• **Exercise**: Go through the records below and restate each one word for word.
===== Supplied information
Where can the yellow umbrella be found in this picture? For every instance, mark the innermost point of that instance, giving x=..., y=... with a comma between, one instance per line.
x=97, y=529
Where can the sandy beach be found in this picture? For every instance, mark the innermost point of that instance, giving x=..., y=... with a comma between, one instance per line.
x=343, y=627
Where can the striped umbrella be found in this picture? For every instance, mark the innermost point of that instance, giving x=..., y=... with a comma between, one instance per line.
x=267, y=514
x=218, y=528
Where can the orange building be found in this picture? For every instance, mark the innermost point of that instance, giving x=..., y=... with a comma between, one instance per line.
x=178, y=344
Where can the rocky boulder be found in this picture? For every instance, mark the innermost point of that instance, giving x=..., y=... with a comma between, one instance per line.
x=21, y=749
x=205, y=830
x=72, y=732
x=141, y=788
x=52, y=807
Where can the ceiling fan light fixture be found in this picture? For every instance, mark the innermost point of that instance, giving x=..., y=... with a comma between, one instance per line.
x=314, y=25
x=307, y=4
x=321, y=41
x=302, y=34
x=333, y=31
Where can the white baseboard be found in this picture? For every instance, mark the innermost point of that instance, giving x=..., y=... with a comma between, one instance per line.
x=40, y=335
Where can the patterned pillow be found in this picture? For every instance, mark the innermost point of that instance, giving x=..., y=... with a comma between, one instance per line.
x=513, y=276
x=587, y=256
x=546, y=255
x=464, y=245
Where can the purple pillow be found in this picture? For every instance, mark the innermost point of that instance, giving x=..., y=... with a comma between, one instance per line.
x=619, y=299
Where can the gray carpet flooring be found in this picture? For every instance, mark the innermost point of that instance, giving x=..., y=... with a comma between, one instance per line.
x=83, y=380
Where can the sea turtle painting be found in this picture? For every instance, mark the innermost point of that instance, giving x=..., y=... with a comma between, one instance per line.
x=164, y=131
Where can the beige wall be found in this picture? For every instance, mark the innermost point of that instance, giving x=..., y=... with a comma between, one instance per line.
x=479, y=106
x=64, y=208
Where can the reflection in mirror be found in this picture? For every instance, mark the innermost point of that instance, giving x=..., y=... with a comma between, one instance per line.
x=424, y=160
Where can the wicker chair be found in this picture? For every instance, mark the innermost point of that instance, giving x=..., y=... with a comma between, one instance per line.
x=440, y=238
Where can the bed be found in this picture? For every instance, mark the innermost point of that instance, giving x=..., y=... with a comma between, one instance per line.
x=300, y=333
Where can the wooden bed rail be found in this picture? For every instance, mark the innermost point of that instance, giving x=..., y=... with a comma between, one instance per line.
==========
• **Task answer**:
Where can the yellow umbrella be found in this picture? For every instance, mark the innermost point of that instance, giving x=..., y=... with a comma between, one instance per line.
x=97, y=529
Where can the sandy beach be found in this picture? For every instance, mark the innermost point of that instance, giving x=..., y=... with a comma between, one instance per line.
x=343, y=627
Where can the striped umbrella be found in this picture? For every instance, mark the innermost point of that instance, giving x=..., y=... with a comma between, one instance per line.
x=267, y=514
x=218, y=528
Where can the orange building be found in this picture? For every instance, mark the innermost point of that instance, giving x=..., y=... with a comma between, one instance per line.
x=178, y=344
Where can the rocky boulder be found in this picture? For every instance, mark the innermost point of that instance, giving x=..., y=... with a comma between, one instance per line.
x=21, y=749
x=205, y=830
x=72, y=732
x=141, y=788
x=52, y=807
Where can the ceiling fan light fixture be found in this picture? For every instance, mark the innermost point of that instance, giving x=..., y=... with a comma between, one instance per line.
x=314, y=25
x=307, y=4
x=321, y=41
x=302, y=34
x=333, y=31
Where can the white baseboard be found in this picture? For every instance, mark the innermost point of that instance, giving x=..., y=... with a comma between, one instance per line.
x=40, y=335
Where can the patterned pillow be found in this picture? For every instance, mark the innermost point of that instance, giving x=..., y=... with a comma between, one instance per line.
x=513, y=276
x=587, y=256
x=546, y=255
x=464, y=245
Where can the purple pillow be found in this picture? For every instance, mark the innermost point of that instance, giving x=..., y=... with a comma between, one instance per line.
x=619, y=299
Where can the gray carpet flooring be found in this picture? For every instance, mark the innermost point of that instance, giving x=..., y=... with a comma between, one instance per line.
x=83, y=380
Where can the sea turtle painting be found in this picture? For every instance, mark the innermost point of that instance, giving x=..., y=... with a comma between, one instance per line.
x=164, y=131
Where can the beige wall be found in this picture? For every instance, mark the innermost point of that instance, giving x=..., y=... with a comma between, one instance per line.
x=479, y=106
x=64, y=208
Where can the reflection in mirror be found in this picture? For every instance, mark the innermost point of that instance, giving x=..., y=... with a comma between, one instance per line.
x=424, y=160
Where can the wicker chair be found in this picture? For every instance, mark the innermost point of that instance, giving x=..., y=... with a comma between, one instance per line.
x=440, y=238
Where can the bed be found in this picture? For every instance, mark the innermost point of that instance, giving x=..., y=... with a comma between, one instance per line.
x=300, y=333
Where can the wooden bed rail be found in this picture? For every instance, mark the innermost point of that instance, giving x=..., y=... with a comma between, one instance per line.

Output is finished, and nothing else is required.